Instructions -
1: Return the part of the hydrocephalus research abstract that begins at the words "Research Abstract" and stops after the words "a novel model.", copying it word for word.
2: Answer these questions using the hydrocephalus research abstract:
(a) What anesthetic was given to the rats?
(b) How many days of acclimation followed the kaolin injection?
(c) What R2 value was reported when Evan's Ratios were compared to CSF flow?

Source document -
_ _ _ _ _

Research Mentor Name

Dr. Carolyn Harris

Research Mentor Email Address

Institution / Department

Wayne State University Integrative Biosciences Center

Document Type

Research Abstract

Research Type


Level of Research



Hydrocephalus causes neurological effects and high intracranial pressure (ICP) in the pediatric condition. Studies observing the relationship between ICP and cerebrospinal fluid (CSF) production in an electrical resistance model have been performed, but less has been done to define this relationship in living organisms. This study explored CSF flow dynamics as a consequence of hydrocephalus severity utilizing a novel model.

The model induced hydrocephalus in rats through injecting 30-50 micrometers of 25% (w/v) kaolin into the cisterna magna to obstruct CSF outflow. After 15-16 days of acclimation, the rats were anesthetized with isoflurane. A Transonic SP200 pressure transducer was inserted into the femoral artery and advanced to the thoracic aorta to measure mean arterial pressure, heart rate, contractility index, and pulse height. While maintaining the probe, a craniotomy was performed and CSF flow was measured via Sensiron SLI 0430 simultaneously to measurement of the cardiac variables. Rats were euthanized for investigation of the degree of ventriculomegaly by Evan’s Ratio of the whole brain. The hydrocephalic ventricles were compared to controls that had CSF flow obstructed immediately before measurements to direct flow towards the probe.

Evan’s Ratios were compared to CSF flow to see if there were linear relationships, but no significant relationships were observed (R2=0.182; n=12).

This model was useful in measuring CSF flow and cardiac function, but further exploration of non-linear/multi-regression relationships between these variables is warranted. Confounding variables such as probe placement and environmental conditions, may have impacted outcomes, requiring additional control in the future.

_ _ _ _ _

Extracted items
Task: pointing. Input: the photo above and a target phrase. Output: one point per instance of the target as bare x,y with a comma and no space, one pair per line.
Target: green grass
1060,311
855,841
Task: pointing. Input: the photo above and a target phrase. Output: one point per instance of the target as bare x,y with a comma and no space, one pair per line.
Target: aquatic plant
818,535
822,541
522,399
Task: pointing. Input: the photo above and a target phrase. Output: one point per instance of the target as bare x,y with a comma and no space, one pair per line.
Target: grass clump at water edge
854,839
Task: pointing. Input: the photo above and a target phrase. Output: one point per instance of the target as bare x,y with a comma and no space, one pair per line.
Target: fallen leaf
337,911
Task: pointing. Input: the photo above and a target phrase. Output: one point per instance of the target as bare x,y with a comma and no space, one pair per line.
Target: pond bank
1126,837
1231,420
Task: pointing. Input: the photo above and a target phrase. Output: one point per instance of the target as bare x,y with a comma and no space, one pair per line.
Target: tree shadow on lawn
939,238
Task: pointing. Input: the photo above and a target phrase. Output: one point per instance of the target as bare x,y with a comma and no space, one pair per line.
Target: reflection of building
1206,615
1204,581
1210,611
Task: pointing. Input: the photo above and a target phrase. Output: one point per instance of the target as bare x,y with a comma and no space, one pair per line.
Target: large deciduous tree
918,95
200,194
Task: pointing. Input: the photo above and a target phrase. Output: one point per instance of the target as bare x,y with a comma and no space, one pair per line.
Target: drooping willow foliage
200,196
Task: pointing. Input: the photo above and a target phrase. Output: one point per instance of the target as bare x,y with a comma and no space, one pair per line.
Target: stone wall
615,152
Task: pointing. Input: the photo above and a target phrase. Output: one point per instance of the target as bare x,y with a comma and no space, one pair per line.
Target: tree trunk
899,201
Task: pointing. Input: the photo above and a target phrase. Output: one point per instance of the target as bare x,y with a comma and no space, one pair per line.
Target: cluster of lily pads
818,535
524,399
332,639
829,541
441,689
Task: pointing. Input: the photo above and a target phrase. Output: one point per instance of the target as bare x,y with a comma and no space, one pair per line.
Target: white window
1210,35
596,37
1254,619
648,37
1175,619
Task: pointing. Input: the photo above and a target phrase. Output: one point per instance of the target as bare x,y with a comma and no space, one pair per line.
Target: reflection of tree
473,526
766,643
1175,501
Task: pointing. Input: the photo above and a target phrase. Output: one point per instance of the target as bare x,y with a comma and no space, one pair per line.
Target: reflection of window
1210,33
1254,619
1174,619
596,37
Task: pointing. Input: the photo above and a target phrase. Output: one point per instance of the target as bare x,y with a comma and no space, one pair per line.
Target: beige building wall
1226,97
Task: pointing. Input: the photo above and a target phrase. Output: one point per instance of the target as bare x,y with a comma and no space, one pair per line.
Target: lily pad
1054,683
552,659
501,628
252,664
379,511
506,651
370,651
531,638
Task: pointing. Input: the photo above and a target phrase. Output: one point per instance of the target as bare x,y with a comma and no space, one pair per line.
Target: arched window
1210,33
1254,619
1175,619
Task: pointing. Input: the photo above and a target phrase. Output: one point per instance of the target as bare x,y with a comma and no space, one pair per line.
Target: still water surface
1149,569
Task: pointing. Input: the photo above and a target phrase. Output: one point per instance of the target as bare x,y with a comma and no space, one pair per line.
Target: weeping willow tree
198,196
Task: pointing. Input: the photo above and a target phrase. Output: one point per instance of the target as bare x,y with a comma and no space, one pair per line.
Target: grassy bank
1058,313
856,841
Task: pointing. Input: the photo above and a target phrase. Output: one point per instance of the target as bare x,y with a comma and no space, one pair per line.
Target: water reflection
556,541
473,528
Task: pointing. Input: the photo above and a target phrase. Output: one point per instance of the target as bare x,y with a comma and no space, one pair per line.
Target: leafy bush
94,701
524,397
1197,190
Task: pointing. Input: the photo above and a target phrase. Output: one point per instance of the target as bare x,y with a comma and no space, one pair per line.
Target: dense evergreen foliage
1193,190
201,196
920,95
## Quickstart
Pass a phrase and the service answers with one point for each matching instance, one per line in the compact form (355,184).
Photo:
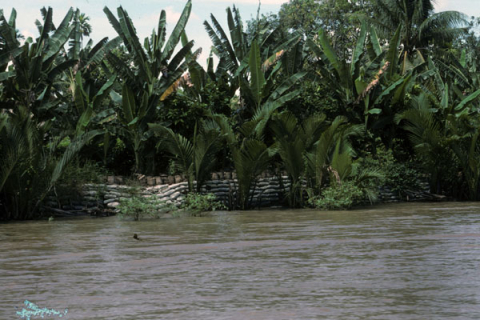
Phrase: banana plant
(30,83)
(155,67)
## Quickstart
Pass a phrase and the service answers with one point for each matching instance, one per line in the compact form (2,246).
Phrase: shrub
(196,203)
(138,207)
(338,196)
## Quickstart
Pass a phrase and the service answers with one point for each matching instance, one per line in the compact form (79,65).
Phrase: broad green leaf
(257,81)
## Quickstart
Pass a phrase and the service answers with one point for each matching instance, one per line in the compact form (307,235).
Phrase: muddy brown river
(402,261)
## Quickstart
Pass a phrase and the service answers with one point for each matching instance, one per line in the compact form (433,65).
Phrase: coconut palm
(420,25)
(195,158)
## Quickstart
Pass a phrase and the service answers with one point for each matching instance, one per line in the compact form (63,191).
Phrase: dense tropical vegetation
(343,100)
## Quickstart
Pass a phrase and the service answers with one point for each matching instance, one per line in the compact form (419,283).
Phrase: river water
(402,261)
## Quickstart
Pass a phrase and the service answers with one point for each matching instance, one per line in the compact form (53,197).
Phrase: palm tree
(195,158)
(420,25)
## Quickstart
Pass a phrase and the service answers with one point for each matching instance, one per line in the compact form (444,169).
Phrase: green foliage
(196,203)
(338,197)
(138,208)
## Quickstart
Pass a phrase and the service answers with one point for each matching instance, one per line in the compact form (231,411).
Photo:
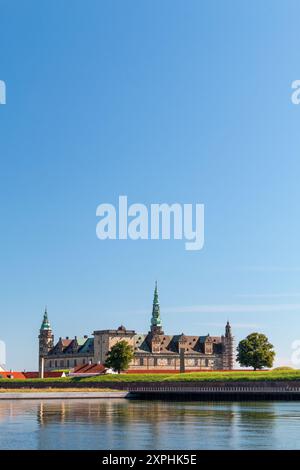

_ _ _ _ _

Solutions in order -
1:
Research Abstract

Research Type


Level of Research



Hydrocephalus causes neurological effects and high intracranial pressure (ICP) in the pediatric condition. Studies observing the relationship between ICP and cerebrospinal fluid (CSF) production in an electrical resistance model have been performed, but less has been done to define this relationship in living organisms. This study explored CSF flow dynamics as a consequence of hydrocephalus severity utilizing a novel model.

2:
(a) Isoflurane.
(b) 15-16 days.
(c) R2=0.182 (n=12).